━━━ MATERIALS PROVIDED

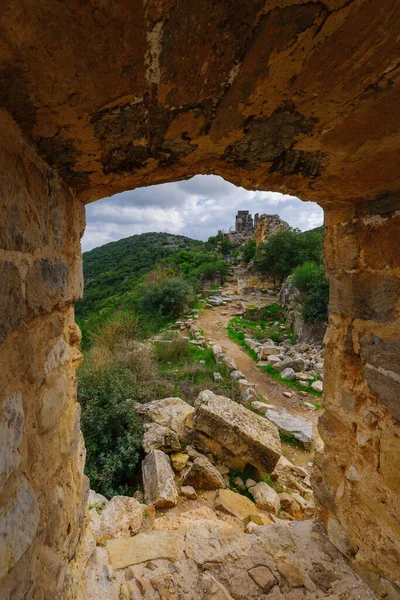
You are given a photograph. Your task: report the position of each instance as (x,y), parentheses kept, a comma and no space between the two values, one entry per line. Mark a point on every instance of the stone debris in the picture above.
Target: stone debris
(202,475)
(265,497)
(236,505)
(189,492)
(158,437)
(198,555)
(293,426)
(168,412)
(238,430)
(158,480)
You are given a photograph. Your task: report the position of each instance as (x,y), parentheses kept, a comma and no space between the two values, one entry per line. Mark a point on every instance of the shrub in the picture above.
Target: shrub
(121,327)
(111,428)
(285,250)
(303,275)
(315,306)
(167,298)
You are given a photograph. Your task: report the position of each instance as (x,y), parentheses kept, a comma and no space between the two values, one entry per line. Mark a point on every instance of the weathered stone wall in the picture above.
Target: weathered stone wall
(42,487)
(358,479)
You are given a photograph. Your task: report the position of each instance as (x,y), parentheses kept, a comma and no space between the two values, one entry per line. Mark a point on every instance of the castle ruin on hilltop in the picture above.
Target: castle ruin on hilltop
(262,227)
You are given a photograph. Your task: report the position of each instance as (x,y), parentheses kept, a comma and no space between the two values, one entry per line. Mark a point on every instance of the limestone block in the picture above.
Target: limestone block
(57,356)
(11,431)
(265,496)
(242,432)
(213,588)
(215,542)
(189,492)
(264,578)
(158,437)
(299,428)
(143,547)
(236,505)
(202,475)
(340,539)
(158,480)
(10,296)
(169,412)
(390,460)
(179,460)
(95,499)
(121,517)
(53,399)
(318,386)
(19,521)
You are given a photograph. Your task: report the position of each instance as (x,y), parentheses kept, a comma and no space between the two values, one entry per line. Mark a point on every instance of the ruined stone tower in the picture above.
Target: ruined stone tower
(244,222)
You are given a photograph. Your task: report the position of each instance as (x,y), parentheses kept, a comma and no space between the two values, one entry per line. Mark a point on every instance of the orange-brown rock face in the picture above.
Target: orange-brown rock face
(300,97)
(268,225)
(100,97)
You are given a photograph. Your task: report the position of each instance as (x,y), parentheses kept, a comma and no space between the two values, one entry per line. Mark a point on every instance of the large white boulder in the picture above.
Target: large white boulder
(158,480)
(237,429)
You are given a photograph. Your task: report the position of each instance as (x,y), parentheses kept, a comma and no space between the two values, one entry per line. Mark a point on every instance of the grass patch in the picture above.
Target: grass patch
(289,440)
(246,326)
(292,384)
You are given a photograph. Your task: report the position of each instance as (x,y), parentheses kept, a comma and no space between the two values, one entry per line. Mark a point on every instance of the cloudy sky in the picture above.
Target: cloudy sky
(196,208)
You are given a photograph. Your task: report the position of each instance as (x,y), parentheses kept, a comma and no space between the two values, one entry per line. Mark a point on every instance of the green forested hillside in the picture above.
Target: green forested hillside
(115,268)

━━━━━━
━━━ MATERIALS PROVIDED

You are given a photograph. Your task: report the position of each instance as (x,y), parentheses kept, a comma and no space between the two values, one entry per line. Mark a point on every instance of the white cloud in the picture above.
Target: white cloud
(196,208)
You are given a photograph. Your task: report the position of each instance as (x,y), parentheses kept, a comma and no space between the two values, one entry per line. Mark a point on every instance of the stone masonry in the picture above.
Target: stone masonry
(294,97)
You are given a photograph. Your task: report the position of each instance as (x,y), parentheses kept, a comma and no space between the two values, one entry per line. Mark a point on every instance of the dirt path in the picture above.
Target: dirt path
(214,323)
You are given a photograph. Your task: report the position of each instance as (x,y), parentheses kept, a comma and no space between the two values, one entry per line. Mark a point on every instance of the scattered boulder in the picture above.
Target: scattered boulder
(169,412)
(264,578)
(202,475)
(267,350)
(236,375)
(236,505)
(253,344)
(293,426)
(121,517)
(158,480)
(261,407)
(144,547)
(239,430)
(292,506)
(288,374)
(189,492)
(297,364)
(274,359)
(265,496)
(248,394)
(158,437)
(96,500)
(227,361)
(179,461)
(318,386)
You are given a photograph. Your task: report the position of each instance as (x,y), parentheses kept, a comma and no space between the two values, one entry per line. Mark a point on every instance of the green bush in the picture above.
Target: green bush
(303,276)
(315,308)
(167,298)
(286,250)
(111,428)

━━━━━━

| TASK ITEM |
From the material above, copy exactly the lines between the line holding "shrub in the picture above." and the line holding "block in the picture above.", inclusive, and only those.

| RESPONSE TO THE EXERCISE |
You are given a photograph. Your task: report the position of each instance as (x,y), parentheses kept, a comma and no space between the two values, one entry per line. Mark a point on every instance of the shrub in the picture above.
Target: shrub
(121,327)
(111,428)
(285,250)
(303,275)
(315,306)
(167,298)
You are given a photograph. Your task: report the position of each instance as (x,y), parentheses kept, a comma and no space between the two values, one entry per line. Mark a point on every instance of the weathered stone wall in the picture above.
Target: weathered stone wall
(42,487)
(358,479)
You are given a photograph. Your task: report the position of each instance as (x,y), parentheses kept, a comma and no space between the two values, one entry per line. Mark a point on every instance of the castle ruin on hilltop in the picture above.
Target: castle ruin on hilltop
(262,227)
You are given a photograph. Your task: report the position of each instance as (x,y), parentheses kept, a comma and no space between the two values, one entry per line. Mark a point on every instance of the limestone block in the picture above.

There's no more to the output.